▸ Task instructions:
1. Reproduce the passage of the thread on scientists' code, starting with "It's not that" and going on through "that as well.)".
2. Count the lines in the entries that contain the string "bloom", treating uppercase and lowercase as different. Give only the number.

▸ Given text:
----

Hacker News new | ask | show | jobs
by _yosefk 4424 days ago
I agree of course, I just think a scientist taking a more thoughtful approach > a scientist taking a sloppy approach > a "software engineer" taking an overly thoughtful approach. Because the latter could have written ~200K LOC spread in 5 directories and you'd need a debugger to tell which piece of code calls which.
5 comments

I think you're comparing apples to oranges, both here and repeatedly in your original article.

For one thing, you describe many "sins" that "software engineers" commit, but in reality code that was flawed in most of those ways would not even have passed review and made it into the VCS at a lot of software shops, nor would any serious undergrad CS or SE course advocate using those practices as indiscriminately as you seem to be suggesting.

For another thing, how many "scientists taking a sloppy approach" do you actually know who can successfully build the equivalent of a ~200K LOC project at all, even if those 200K lines were over-engineered, over-abstract code that could have been done in 50K or 100K lines by better developers? It's one thing to say a scientist writing a one-page script to run some data through an analysis library and chart the output can get by without much programming skill, but something else to suggest that the guy building the analysis library itself could.

It's not that a single scientist writes it, but rather that someone publishes a paper on something, with ugly code used to prove it, and then becomes a professor. Subsequent generations of graduate students are tasked with extending / improving this existing codebase until it is basically Cthulu in C form. ;)

I recall reading a propulsion simulation's code developed in this way. "Written" in C++, initially by automated translation of the original Fortran code. Successive generations of graduate students had grafted on bits of stuff, but the core was basically translated Fortran, with a generous helping of cut-and-paste rather than methods for many things. (I don't mean this as an insult to Fortran: I've tremendous respect for its capabilities, and have read well-written code in that as well.)

The net result was that fixing bugs in the system was very challenging, as it was a very brittle black box. It was not Daily-WTF-worthy, but still very frightening. I'm very grateful I was not the one maintaining it. ;)

You must not have been in science or you'd have encountered the 200K LOC program, written in five programming languages (two of them obscure), which can only be compiled on the author's computer. Oh, and add 50K of C code from ancient versions of other projects (which could've been used as libraries) for undocumented reasons.

Though, I have also had colleagues who were also brilliant programmers.

This describes almost every published application I have ever tried to get running. It ends up being impossible to get the application working on anything other than the authors workstation.
I would alter your list to say that a competent software engineer working together with a scientist > a scientist taking a thoughtful approach > a sloppy scientist > someone who is neither a competent software engineer nor a thoughtful scientist.

From the article and your comment above, it sounds to me like you have had to work with a terrible programmer who ranted about best practices to cover for his incompetence. We've all worked with someone like that, even in software shops. Don't tar us all with that brush.

I think it's a pretty shoddy software engineer who writes more LOC than the scientist. Good code is concise, readable without comments, etc. Bad software engineers write bad code is no different than a bad scientist reasoning that the sun is cold because the temperature in January is below freezing.
What's really interesting here is comparing the two lists of problems the author gives.

On one hand, the problems are either product defects (crashes, missing files, etc.) or maintainability defects (globals, bad names, obscure clever libraries, etc.).

On the other hand, the problems the author mentions are basically things anathema to snowflake programmers (files spread all over, deep hierarchies, "grep-defeating techniques", etc.)

----

▸ Records shown:

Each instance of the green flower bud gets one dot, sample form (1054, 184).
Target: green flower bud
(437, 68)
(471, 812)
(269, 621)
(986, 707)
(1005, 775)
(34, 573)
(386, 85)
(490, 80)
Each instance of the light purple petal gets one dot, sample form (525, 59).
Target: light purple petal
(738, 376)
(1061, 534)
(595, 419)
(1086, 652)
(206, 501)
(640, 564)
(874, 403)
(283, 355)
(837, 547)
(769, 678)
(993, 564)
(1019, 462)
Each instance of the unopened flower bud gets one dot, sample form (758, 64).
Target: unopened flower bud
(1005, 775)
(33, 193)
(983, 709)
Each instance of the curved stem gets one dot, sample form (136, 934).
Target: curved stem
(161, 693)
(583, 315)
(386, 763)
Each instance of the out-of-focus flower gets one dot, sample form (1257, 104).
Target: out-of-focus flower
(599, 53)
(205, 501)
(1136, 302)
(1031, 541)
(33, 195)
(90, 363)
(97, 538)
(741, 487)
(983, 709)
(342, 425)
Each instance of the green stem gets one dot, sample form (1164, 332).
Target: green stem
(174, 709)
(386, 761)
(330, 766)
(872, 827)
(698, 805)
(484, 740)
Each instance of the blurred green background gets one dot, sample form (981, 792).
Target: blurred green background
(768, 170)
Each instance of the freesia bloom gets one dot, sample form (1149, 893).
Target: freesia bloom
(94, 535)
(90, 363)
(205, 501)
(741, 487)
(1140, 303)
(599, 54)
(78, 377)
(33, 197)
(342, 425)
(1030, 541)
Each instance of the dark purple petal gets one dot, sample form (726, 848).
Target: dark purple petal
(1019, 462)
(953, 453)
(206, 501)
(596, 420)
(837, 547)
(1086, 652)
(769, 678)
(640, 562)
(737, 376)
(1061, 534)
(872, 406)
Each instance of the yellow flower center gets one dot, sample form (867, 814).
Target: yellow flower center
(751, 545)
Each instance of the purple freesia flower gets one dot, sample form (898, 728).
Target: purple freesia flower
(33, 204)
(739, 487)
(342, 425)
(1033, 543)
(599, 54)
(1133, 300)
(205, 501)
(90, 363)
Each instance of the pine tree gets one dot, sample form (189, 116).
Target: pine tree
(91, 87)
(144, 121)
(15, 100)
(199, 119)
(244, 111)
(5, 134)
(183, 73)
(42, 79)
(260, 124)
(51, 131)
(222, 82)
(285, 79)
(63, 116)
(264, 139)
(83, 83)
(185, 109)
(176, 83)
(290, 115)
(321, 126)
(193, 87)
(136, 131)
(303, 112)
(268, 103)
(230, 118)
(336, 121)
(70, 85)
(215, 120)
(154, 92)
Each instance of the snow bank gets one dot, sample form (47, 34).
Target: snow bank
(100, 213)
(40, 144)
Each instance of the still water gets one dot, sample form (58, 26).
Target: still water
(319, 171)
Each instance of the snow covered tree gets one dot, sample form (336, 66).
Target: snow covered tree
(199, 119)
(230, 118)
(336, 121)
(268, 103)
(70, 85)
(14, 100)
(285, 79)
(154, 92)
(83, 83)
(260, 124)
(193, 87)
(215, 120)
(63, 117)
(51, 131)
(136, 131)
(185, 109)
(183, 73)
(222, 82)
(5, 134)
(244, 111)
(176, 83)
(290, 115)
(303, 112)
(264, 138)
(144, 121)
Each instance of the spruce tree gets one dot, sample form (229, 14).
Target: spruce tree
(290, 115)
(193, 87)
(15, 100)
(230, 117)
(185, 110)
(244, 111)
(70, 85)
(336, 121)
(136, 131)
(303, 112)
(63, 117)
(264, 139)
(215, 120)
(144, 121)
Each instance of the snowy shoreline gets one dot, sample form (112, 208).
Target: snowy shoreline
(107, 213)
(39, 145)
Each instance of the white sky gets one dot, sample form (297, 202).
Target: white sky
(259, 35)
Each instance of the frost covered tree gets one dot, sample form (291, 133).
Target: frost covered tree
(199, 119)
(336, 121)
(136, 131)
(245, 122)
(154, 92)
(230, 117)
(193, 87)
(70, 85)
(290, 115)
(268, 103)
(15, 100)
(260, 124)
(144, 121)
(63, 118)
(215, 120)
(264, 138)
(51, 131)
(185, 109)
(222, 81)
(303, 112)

----

▸ Answers for this exercise:
1.
It's not that a single scientist writes it, but rather that someone publishes a paper on something, with ugly code used to prove it, and then becomes a professor. Subsequent generations of graduate students are tasked with extending / improving this existing codebase until it is basically Cthulu in C form. ;)

I recall reading a propulsion simulation's code developed in this way. "Written" in C++, initially by automated translation of the original Fortran code. Successive generations of graduate students had grafted on bits of stuff, but the core was basically translated Fortran, with a generous helping of cut-and-paste rather than methods for many things. (I don't mean this as an insult to Fortran: I've tremendous respect for its capabilities, and have read well-written code in that as well.)

2. 2